_Written exercise_
Pick out each line in the records below that contains the word "wheat" and copy those lines.
--- Available data ---
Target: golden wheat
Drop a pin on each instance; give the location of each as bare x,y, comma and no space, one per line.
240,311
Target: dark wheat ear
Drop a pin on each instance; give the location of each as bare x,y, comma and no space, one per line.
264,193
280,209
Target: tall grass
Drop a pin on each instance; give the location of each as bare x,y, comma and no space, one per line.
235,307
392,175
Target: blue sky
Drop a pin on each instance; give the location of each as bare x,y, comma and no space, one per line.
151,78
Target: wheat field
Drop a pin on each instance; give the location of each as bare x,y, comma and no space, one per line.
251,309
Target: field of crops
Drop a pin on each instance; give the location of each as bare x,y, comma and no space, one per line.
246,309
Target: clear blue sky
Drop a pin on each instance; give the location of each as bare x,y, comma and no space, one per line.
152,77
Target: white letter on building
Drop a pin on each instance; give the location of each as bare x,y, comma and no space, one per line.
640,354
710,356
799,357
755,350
---
--- Available data ---
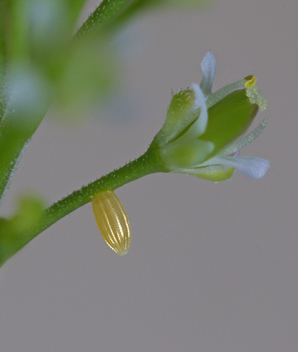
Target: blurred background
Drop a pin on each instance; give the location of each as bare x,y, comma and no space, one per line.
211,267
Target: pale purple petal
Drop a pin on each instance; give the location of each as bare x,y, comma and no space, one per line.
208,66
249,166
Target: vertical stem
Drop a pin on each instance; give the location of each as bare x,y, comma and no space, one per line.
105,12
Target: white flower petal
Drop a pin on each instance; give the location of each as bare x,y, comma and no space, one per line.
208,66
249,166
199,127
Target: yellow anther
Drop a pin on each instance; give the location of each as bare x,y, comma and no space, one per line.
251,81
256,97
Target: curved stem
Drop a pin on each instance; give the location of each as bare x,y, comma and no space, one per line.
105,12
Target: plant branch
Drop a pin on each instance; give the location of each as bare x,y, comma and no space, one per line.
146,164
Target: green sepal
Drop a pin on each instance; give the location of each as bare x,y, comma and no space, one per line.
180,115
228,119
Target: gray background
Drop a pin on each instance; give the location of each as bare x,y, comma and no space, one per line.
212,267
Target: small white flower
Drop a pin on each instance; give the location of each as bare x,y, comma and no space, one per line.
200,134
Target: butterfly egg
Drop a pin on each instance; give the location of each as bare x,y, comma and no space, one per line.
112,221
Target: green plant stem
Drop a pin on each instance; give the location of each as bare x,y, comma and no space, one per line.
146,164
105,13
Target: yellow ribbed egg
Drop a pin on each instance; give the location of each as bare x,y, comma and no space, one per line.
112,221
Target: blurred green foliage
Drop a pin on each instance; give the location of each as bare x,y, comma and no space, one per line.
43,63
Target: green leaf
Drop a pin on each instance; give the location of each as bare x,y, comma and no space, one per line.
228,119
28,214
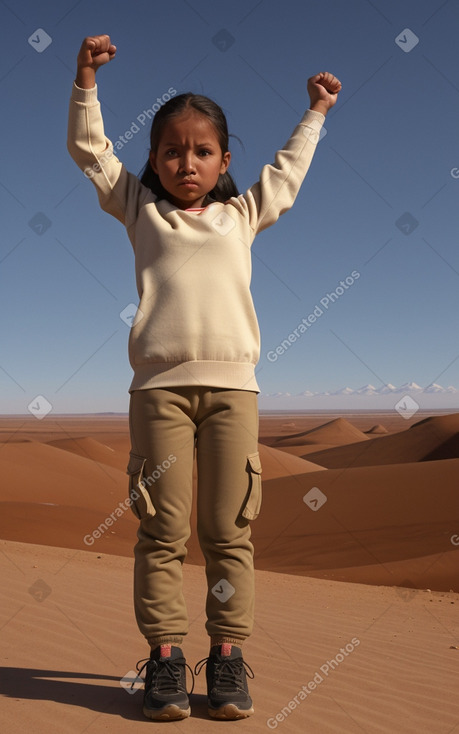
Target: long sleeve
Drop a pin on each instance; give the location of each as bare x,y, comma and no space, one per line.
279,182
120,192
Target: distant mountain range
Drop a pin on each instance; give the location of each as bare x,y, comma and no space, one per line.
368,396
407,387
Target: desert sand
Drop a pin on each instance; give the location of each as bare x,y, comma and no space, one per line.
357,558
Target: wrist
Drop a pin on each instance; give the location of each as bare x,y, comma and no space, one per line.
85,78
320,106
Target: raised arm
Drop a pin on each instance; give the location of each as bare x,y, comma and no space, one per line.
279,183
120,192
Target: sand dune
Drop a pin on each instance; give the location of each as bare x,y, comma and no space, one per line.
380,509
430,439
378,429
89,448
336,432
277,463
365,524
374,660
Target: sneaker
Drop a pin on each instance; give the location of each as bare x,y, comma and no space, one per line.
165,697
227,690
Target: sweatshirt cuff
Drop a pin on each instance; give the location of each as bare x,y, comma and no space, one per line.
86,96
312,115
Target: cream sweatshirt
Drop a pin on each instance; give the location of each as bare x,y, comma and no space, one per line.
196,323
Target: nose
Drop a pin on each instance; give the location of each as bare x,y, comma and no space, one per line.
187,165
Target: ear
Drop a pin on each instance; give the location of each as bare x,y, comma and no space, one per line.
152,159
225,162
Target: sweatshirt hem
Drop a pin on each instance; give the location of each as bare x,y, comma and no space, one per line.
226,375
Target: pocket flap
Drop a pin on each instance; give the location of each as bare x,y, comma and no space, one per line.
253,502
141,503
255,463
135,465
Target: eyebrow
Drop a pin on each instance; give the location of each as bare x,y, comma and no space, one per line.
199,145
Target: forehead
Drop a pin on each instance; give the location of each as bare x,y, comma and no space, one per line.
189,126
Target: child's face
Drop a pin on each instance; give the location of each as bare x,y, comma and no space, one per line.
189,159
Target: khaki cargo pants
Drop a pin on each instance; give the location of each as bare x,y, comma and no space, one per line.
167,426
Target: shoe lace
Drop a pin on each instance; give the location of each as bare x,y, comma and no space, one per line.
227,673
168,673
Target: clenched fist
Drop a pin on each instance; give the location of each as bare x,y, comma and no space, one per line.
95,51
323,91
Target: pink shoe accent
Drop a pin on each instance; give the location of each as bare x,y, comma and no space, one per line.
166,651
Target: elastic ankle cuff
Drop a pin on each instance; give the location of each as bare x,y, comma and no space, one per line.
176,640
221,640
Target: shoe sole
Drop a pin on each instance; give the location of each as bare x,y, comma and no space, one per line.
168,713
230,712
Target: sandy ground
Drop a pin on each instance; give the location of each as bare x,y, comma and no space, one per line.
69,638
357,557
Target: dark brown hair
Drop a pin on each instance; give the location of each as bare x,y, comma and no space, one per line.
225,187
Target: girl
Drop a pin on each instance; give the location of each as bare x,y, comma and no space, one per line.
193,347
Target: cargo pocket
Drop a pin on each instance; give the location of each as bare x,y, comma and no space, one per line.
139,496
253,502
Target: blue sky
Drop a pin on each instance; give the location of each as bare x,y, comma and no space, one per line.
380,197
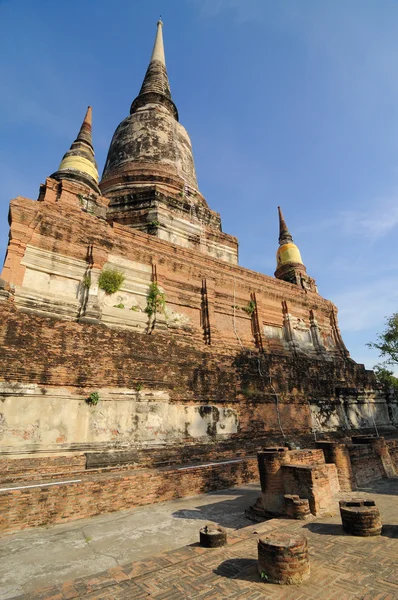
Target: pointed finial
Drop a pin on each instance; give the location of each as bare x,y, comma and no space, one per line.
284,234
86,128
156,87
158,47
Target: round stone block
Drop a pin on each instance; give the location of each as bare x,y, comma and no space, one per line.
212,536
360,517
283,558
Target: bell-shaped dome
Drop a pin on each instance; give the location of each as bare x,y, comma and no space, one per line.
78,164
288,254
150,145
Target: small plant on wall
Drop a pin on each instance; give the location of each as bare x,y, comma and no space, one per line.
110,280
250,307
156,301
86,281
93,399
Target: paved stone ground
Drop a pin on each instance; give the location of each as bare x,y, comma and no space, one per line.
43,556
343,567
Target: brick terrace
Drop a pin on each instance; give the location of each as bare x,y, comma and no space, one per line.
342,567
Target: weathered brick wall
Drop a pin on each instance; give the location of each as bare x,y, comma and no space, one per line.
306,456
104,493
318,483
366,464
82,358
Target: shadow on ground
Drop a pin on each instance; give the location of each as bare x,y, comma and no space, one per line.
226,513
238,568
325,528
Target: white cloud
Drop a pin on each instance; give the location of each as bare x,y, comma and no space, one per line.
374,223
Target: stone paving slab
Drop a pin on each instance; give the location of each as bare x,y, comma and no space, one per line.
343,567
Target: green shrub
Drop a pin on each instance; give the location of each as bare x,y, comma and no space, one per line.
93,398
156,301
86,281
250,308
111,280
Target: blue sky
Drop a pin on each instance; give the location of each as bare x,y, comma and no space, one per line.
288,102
---
--- Available data ---
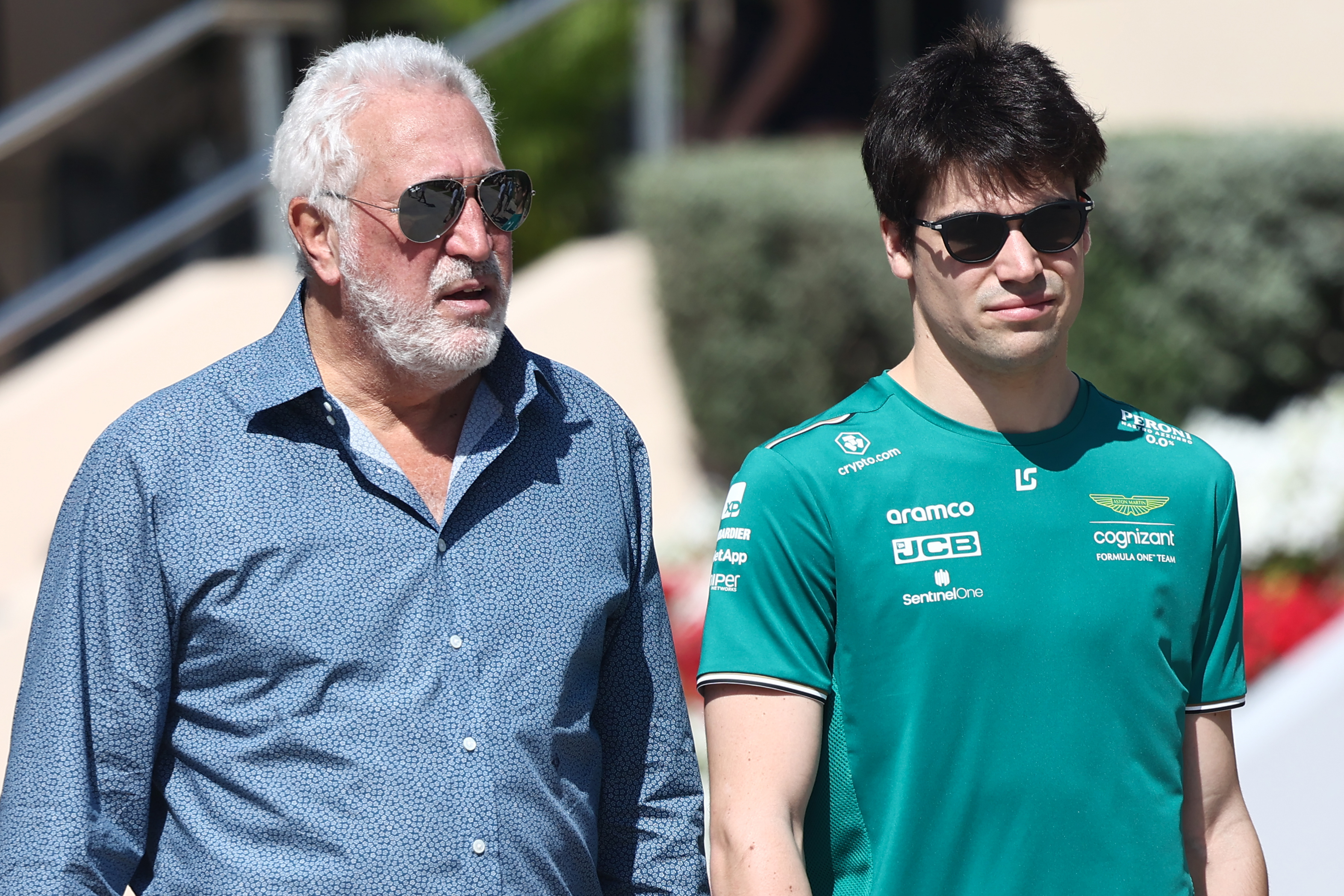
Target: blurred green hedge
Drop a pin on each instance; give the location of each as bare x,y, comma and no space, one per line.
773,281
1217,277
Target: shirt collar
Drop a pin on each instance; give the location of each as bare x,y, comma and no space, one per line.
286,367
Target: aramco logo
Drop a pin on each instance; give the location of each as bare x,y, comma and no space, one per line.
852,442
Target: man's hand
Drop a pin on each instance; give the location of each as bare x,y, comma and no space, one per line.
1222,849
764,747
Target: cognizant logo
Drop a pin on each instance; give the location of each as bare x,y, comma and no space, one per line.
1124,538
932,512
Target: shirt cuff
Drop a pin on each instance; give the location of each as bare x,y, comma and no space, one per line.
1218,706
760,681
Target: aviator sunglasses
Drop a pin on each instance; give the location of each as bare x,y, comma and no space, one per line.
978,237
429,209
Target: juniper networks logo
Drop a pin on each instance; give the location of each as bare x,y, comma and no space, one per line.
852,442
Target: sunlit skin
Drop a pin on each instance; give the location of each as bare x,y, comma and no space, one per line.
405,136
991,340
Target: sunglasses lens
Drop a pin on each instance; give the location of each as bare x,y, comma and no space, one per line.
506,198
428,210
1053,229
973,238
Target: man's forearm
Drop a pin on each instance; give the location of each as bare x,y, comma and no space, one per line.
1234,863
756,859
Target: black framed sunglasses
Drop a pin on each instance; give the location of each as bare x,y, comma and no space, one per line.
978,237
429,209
---
_Answer_
Target: golden wheat
Target: dark wheat ear
Target: wheat field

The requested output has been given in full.